• May 23, 2024

‘Quit Like Sweden’ Global Effort Takes Off

 ‘Quit Like Sweden’ Global Effort Takes Off
Photo: QLS

International health experts rallied behind a major new global effort to replicate Sweden’s success at eradicating smoking by embracing a comprehensive approach that could prevent millions of premature deaths globally.

Quit Like Sweden (QLS), launched at a conference in Brazil featuring medical professionals, politicians and policymakers, aims to motivate and support countries worldwide to emulate the example of Sweden, which is set to become the first nation to attain official “smoke-free” status later this year.

“Sweden has achieved this remarkable feat by ensuring that safer alternatives to smoking are accessible, acceptable and affordable,” said QLS founder Suely Castro, a Brazil-born harm reduction advocate in a statement.

“A country where 49 percent of men used to smoke regularly has virtually wiped out this scourge by allowing its smokers to switch to products that pose just a fraction of the risks, such as snus [traditional smokeless tobacco] and other smoke-free alternatives like vapes and nicotine pouches.

“Swedes are reaping the health dividend with significantly lower cancer cases and mortality rates compared to their European counterparts. Now, Quit Like Sweden will amplify this message globally, leveraging expertise and fostering collaboration across stakeholders to help countries replicate the Swedish experience.”

Sweden is winning the war against smoking with a comprehensive approach to tobacco control that supplements traditional cessation and preventive measures with an all-important added element: giving smokers the opportunity to switch to safer alternatives.

Anders Milton, former chair of the World Medical Association and former secretary general of the Swedish Medical Association.

Castro was joined at the launch of her platform by leading harm reduction experts who unveiled new research showing that Brazil could save 1.36 million lives by 2060 by adopting the Swedish approach.

Earlier research has shown that 3 million more Europeans would be alive today if other countries had implemented Sweden’s comprehensive approach to helping smokers quit.

Meanwhile, a study of low-income and middle-income countries (LMICs) shows that, through the adoption of Swedish-style policies, Kazakhstan could prevent 165,000 premature deaths in the next four decades while South Africa, Bangladesh and Pakistan could save 320,000; 920,000 and 1,200,000 lives, respectively.

“Sweden is winning the war against smoking with a comprehensive approach to tobacco control that supplements traditional cessation and preventive measures with an all-important added element: giving smokers the opportunity to switch to safer alternatives,” said research co-author Anders Milton, a former chair of the World Medical Association and former secretary general of the Swedish Medical Association.

“It has set out a policy roadmap that should be treated as a gift to global public health and, potentially, one of the greatest ever breakthroughs in tackling noncommunicable diseases (NCDs).

“That’s why QLS is so important. By spreading the message of the Swedish experience to all corners, many millions of premature deaths—including almost 1.4 million here in Brazil—could be prevented in the next four decades.”

Given information:

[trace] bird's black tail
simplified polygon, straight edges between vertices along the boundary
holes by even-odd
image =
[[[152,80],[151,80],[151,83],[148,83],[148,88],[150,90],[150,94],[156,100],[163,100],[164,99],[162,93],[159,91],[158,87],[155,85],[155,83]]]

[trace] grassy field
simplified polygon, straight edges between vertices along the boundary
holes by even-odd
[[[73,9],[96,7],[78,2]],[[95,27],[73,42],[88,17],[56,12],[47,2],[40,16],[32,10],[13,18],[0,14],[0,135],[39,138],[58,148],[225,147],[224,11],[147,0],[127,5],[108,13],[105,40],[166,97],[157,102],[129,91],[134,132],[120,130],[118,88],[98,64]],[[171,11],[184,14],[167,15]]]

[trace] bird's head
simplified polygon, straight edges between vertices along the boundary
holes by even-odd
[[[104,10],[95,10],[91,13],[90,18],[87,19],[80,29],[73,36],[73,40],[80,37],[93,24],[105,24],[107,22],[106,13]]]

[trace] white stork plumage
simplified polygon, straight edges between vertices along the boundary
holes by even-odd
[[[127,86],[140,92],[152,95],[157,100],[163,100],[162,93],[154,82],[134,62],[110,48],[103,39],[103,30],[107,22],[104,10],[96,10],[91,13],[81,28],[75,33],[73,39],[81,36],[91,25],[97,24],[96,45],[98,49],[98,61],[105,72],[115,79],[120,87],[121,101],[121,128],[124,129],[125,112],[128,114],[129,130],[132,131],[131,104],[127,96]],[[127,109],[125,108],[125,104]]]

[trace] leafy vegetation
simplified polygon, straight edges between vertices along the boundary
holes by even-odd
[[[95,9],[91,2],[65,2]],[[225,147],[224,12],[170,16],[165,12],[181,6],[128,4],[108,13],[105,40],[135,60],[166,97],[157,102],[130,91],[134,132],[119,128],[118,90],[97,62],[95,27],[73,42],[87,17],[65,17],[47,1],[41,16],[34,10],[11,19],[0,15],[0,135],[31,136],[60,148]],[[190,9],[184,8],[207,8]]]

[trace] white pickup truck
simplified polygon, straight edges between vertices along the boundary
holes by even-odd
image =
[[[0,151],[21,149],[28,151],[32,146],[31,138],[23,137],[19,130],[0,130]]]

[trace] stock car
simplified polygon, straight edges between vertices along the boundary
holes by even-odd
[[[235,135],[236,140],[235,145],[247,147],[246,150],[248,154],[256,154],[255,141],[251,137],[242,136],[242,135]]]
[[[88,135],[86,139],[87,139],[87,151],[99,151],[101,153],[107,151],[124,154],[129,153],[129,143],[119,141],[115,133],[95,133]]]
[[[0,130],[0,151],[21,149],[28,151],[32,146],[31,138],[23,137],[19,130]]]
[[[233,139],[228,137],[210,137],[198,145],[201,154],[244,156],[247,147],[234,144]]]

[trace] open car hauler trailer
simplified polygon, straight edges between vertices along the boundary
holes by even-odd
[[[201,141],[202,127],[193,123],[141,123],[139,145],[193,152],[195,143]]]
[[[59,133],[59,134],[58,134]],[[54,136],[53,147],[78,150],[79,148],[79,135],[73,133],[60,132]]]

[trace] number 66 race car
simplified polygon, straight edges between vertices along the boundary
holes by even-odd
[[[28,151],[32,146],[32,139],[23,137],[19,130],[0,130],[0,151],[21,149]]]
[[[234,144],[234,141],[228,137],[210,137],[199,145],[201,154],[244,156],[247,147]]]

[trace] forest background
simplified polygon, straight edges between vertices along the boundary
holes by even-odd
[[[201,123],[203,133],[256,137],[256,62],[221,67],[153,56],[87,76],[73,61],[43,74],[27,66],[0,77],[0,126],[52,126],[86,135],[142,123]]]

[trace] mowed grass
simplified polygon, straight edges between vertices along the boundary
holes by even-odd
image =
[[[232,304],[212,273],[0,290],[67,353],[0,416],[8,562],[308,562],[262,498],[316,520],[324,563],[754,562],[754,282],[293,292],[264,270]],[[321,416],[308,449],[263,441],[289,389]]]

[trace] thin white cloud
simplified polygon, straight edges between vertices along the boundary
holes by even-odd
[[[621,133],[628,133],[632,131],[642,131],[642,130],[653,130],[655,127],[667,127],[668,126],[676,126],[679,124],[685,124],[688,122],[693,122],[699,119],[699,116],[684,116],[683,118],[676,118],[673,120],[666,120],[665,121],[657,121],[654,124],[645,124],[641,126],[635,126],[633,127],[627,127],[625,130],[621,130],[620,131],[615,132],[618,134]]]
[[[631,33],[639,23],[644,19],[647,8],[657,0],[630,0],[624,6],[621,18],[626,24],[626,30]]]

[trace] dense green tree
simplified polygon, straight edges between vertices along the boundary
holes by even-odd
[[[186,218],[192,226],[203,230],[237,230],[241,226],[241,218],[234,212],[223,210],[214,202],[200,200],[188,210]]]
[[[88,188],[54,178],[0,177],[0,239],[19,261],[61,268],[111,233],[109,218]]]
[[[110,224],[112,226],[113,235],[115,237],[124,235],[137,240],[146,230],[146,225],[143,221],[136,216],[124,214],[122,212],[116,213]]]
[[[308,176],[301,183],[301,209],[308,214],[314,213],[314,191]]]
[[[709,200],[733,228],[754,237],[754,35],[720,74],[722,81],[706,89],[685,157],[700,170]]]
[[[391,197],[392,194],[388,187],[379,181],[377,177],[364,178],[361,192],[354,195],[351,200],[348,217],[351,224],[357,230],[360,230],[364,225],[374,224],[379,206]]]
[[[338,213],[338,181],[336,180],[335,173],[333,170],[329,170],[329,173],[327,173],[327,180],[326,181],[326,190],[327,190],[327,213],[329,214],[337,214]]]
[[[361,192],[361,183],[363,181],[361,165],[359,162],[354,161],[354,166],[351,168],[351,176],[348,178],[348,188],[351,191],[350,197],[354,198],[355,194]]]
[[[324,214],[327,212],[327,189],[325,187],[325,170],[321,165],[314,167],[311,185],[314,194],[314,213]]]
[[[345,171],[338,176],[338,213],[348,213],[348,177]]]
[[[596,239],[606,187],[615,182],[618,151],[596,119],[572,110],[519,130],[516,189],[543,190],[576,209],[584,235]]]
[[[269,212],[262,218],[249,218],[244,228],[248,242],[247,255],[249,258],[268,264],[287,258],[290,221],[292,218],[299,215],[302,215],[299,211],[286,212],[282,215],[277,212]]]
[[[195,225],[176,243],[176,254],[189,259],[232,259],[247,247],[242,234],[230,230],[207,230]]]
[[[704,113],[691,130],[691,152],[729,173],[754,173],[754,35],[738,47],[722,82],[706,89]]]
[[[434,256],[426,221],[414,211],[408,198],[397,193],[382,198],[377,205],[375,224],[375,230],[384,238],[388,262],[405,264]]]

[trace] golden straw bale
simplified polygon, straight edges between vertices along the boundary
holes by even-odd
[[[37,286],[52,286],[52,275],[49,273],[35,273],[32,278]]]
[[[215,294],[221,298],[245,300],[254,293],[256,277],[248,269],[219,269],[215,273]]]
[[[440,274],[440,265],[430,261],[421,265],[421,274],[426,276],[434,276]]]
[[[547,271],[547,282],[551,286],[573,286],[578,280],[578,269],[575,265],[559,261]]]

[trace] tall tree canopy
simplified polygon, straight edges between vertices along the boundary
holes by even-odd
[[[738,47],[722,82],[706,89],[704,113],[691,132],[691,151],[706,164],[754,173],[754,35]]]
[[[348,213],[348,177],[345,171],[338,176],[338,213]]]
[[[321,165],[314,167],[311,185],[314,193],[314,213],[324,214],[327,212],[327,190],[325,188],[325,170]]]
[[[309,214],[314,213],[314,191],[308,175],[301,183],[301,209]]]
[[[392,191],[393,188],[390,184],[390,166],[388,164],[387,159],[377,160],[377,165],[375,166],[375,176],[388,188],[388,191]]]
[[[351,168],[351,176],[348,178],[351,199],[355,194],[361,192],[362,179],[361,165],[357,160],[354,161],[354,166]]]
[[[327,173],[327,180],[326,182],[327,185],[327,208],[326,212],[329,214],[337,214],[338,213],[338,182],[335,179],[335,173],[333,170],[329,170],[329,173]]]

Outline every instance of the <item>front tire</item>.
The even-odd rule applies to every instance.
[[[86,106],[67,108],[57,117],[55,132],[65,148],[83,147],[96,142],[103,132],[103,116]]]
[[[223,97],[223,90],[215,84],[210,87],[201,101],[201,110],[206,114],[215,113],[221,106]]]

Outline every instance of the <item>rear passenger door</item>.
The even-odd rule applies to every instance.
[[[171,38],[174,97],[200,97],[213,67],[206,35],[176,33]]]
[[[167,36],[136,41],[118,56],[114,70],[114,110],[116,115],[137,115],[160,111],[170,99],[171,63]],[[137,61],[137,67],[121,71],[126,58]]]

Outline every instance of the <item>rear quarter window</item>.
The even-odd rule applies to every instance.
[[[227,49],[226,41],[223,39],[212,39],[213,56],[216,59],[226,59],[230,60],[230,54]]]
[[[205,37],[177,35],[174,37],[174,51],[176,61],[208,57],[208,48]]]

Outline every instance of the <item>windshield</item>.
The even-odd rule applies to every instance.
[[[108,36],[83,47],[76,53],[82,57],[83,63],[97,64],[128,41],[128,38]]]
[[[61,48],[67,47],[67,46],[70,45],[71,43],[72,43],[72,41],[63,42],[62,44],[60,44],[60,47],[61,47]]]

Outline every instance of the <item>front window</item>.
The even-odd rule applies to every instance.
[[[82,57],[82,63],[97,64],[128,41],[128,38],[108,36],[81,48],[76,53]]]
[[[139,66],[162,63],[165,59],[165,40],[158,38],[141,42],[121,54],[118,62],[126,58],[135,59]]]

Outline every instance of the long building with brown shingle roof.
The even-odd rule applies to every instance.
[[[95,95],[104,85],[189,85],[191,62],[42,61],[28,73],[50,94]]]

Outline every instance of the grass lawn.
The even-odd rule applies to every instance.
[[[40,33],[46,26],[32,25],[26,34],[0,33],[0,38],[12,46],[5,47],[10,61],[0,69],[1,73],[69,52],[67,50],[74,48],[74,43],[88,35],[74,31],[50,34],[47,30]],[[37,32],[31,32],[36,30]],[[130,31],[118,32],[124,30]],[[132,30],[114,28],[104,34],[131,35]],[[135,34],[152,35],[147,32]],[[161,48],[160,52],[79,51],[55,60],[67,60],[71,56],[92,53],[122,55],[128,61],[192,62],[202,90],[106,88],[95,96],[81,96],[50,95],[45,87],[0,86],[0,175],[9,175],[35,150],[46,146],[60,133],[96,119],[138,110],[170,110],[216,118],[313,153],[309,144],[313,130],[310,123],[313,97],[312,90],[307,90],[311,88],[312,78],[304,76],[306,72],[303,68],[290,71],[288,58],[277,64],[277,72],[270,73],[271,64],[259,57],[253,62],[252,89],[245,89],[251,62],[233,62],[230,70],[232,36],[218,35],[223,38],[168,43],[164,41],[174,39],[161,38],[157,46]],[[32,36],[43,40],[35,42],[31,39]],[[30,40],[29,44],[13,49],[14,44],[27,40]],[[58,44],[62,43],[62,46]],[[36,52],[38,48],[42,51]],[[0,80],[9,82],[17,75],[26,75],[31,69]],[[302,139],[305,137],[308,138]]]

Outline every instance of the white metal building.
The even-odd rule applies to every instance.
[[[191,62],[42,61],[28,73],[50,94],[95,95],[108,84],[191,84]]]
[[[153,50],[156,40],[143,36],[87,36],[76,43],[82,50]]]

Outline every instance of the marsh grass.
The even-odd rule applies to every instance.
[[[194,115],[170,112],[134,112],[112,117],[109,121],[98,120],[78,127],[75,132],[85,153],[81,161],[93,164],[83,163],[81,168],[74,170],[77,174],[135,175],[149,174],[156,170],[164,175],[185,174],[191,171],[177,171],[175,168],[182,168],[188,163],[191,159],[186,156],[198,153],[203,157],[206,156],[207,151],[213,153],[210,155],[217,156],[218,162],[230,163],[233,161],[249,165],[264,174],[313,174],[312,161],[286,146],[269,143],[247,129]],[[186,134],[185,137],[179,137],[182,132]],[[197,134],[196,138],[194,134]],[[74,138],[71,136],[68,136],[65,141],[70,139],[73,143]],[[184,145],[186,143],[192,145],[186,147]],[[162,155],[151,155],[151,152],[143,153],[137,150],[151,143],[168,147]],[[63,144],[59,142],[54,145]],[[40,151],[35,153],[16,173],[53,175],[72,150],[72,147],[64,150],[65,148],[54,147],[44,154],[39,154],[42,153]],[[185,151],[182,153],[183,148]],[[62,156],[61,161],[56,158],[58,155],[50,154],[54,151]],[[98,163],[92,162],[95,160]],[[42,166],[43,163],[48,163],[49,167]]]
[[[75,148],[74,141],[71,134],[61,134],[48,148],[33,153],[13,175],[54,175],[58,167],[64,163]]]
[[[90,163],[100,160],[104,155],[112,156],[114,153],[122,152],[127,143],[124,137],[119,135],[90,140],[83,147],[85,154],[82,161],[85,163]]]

Problem to solve:
Reproduce the passage of the Quit Like Sweden article starting with "Quit Like Sweden (QLS), launched" and going on through "and nicotine pouches.".

Result:
Quit Like Sweden (QLS), launched at a conference in Brazil featuring medical professionals, politicians and policymakers, aims to motivate and support countries worldwide to emulate the example of Sweden, which is set to become the first nation to attain official “smoke-free” status later this year.

“Sweden has achieved this remarkable feat by ensuring that safer alternatives to smoking are accessible, acceptable and affordable,” said QLS founder Suely Castro, a Brazil-born harm reduction advocate in a statement.

“A country where 49 percent of men used to smoke regularly has virtually wiped out this scourge by allowing its smokers to switch to products that pose just a fraction of the risks, such as snus [traditional smokeless tobacco] and other smoke-free alternatives like vapes and nicotine pouches.